Твоя задача: Выпиши из отрывка о Томском все виды речи и литературы, которые там прямо названы жанром.

Отрывок текста:
Томский вообще является агентом литературы и текстов. Анекдотом про свою бабушку он соблазняет Германна. Графиню он снабжает романами. И для Лизаветы Ивановны Томский выполняет функцию искусителя. На балу Томский оказывает особенное внимание воспитаннице бабушки лишь потому, что мстит молодой княжне Полине, которая на этот раз кокетничает не с ним. Его жанр — шутка. Он шутит над пристрастием Лизаветы Ивановны к инженерам, и некоторые из его шуток так удачно направлены, что бедная девушка думает, что ее тайна ему известна. В своем злобном настроении Томский «набрасывает портрет» Германна, намекая на модную литературу:
«Этот Германн […] лицо истинно романическое: у него профиль Наполеона, а душа Мефистофеля. Я думаю, что на его совести по крайней мере три злодейства. Как вы побледнели!..» (244).
Рассказчик смягчает ужасное значение этих слов указанием на жанр: «Слова Томского были не что иное, как мазурочная болтовня» (244). Мазурочная болтовня — это тоже жанр светской коммуникации. А этот жанр так определяется прагматикой и имеет такую слабую установку на референтность, что Лизавете Ивановне после возвращения Томского на свое место не удается «возобновить прерванный разговор», который «становился мучительно любопытен» для нее (244), ибо мазурка к тому времени кончилась и графиня уезжает.[259]
Портрет, набросанный Томским, потому глубоко запечатлевается в душе Лизаветы Ивановны, что он сходится, как подчеркивает рассказчик, «с изображением, составленным ею самою» (244). А «изображение» это является продуктом литературы. Лизавета Ивановна, хотя и не знает немецкого романа, откуда Германн списал свое первое любовное письмо, оказывается все‑таки знатоком европейского готического и неистового романа. В своем пристрастии к этому жанру, с которым она как чтица графини должна быть хорошо знакома, Лизавета Ивановна увлечена совсем не оригинальным типом героя: «благодаря новейшим романам, это уже пошлое лицо пугало и пленяло ее воображение» (244).

Исходные записи:
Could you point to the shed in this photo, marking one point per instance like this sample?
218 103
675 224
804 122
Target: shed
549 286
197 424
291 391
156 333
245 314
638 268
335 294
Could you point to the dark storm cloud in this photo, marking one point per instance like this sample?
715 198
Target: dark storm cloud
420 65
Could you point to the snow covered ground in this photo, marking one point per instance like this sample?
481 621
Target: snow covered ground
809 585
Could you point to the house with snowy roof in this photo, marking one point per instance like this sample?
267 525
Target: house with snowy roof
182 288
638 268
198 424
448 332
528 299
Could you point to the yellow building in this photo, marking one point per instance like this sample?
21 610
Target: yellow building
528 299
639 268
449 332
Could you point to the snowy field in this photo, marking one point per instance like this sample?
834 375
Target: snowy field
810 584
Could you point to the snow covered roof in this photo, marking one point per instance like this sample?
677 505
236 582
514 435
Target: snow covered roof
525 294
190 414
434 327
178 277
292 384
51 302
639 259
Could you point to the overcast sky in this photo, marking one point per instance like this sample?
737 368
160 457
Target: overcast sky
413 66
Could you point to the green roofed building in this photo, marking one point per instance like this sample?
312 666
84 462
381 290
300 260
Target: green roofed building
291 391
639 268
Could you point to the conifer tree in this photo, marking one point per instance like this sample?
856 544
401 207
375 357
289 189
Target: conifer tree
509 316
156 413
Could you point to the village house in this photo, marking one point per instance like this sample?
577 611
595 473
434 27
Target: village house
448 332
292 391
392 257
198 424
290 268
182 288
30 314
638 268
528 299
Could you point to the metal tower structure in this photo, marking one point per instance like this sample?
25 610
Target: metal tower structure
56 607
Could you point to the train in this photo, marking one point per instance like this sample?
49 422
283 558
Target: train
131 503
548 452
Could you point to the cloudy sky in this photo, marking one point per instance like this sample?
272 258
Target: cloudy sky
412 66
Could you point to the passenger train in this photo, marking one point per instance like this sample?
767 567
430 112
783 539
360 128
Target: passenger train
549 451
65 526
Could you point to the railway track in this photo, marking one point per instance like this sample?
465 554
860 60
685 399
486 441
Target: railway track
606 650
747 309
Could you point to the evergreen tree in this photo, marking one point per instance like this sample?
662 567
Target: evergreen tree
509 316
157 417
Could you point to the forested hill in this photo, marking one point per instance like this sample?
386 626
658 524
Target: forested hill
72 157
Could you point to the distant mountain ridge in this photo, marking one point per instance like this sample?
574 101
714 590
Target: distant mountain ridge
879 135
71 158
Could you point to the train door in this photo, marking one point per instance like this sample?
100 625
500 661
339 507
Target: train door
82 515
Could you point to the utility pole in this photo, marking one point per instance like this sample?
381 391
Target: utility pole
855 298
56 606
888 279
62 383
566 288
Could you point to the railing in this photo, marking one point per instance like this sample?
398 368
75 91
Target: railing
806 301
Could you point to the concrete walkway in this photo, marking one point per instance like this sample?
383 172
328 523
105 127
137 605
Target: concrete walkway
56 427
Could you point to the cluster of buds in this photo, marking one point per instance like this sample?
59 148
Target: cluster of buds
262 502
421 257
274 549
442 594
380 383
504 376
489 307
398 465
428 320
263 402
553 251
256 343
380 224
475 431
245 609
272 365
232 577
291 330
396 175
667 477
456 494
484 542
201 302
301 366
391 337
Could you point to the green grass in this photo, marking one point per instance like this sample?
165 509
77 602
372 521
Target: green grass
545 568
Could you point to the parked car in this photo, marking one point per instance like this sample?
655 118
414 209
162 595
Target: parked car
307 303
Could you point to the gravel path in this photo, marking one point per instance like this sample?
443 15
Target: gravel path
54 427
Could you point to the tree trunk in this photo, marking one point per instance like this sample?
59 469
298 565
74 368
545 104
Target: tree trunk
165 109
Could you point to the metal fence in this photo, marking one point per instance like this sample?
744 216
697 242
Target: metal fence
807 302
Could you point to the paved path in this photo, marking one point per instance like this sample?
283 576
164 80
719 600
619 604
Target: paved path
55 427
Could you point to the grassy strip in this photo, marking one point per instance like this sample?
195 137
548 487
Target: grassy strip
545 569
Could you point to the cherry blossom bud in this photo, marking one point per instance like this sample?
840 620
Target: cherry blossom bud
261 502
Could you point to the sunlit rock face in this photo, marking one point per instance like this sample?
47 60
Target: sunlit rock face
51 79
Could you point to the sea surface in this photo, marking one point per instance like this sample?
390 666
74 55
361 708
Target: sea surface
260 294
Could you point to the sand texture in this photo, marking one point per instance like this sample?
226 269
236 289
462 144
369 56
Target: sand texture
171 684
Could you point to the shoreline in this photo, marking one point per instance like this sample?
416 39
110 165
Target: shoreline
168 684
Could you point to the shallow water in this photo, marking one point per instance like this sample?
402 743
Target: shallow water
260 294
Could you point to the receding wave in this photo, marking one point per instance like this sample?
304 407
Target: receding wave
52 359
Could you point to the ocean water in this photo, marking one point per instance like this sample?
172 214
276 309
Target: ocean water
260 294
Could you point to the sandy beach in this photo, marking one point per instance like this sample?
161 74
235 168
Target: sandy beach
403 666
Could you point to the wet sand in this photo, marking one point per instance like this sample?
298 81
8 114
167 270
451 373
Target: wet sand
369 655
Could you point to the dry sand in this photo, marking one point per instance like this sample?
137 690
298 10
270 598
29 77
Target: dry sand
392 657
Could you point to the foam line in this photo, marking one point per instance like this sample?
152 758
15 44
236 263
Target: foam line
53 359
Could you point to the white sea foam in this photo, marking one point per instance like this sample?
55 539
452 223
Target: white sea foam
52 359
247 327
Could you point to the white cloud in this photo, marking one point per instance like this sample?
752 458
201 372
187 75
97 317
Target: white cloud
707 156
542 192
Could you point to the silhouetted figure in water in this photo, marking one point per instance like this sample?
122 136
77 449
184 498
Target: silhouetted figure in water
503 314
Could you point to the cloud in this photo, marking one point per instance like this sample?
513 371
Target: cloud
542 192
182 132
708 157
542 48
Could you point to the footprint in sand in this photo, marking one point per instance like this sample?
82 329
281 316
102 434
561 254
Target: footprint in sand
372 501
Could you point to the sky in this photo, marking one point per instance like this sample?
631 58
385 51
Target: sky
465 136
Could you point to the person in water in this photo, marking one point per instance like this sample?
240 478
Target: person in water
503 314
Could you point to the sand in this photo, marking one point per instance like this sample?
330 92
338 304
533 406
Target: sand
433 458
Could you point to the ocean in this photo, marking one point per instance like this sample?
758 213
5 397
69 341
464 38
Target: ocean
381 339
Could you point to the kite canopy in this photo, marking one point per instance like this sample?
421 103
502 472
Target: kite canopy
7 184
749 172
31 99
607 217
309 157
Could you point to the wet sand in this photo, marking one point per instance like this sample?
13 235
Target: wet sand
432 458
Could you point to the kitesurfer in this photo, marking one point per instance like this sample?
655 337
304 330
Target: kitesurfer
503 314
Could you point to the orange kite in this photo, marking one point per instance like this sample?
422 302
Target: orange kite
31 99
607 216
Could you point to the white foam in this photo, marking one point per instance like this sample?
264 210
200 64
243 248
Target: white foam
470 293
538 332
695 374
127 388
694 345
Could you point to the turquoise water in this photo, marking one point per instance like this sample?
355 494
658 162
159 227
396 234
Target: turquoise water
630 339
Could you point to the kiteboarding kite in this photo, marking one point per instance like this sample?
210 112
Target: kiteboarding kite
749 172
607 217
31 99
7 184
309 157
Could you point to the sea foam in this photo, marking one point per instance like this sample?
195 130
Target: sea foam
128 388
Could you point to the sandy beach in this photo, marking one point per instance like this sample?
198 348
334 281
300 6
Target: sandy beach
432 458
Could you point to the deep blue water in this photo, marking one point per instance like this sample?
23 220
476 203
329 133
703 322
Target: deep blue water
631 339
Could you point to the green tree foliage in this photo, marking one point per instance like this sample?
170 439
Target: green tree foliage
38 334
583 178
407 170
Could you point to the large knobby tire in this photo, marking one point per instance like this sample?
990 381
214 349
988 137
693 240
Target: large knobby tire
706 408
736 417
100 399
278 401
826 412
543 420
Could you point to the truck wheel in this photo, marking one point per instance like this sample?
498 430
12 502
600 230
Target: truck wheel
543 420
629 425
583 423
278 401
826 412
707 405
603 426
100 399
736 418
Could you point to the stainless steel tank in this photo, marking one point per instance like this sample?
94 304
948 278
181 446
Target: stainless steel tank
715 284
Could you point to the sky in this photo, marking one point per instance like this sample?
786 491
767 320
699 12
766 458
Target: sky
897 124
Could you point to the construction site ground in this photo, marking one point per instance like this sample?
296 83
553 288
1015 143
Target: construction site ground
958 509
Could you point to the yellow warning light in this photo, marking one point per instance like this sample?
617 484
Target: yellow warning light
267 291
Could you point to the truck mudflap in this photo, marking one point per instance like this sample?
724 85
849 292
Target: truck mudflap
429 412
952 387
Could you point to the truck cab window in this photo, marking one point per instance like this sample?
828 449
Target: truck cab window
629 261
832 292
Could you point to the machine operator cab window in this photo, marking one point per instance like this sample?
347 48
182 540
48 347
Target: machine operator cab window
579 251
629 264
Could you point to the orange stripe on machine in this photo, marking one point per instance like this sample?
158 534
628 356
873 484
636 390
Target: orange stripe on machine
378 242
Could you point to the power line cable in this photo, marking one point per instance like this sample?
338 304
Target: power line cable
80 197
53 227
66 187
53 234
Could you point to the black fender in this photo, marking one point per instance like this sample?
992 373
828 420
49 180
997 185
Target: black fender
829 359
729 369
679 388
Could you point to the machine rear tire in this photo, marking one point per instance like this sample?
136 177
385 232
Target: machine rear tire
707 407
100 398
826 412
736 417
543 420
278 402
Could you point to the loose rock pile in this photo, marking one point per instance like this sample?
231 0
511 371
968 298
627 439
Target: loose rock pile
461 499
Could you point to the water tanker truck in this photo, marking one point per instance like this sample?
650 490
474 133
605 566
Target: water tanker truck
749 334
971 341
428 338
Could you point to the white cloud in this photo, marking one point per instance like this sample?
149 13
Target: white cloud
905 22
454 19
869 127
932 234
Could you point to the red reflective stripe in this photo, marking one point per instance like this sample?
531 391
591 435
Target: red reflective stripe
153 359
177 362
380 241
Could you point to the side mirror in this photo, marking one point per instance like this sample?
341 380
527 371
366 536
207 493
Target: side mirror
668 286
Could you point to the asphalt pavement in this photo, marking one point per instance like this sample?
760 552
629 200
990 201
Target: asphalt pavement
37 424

Итоговый ответ:
- шутка
- мазурочная болтовня
- европейский готический и неистовый роман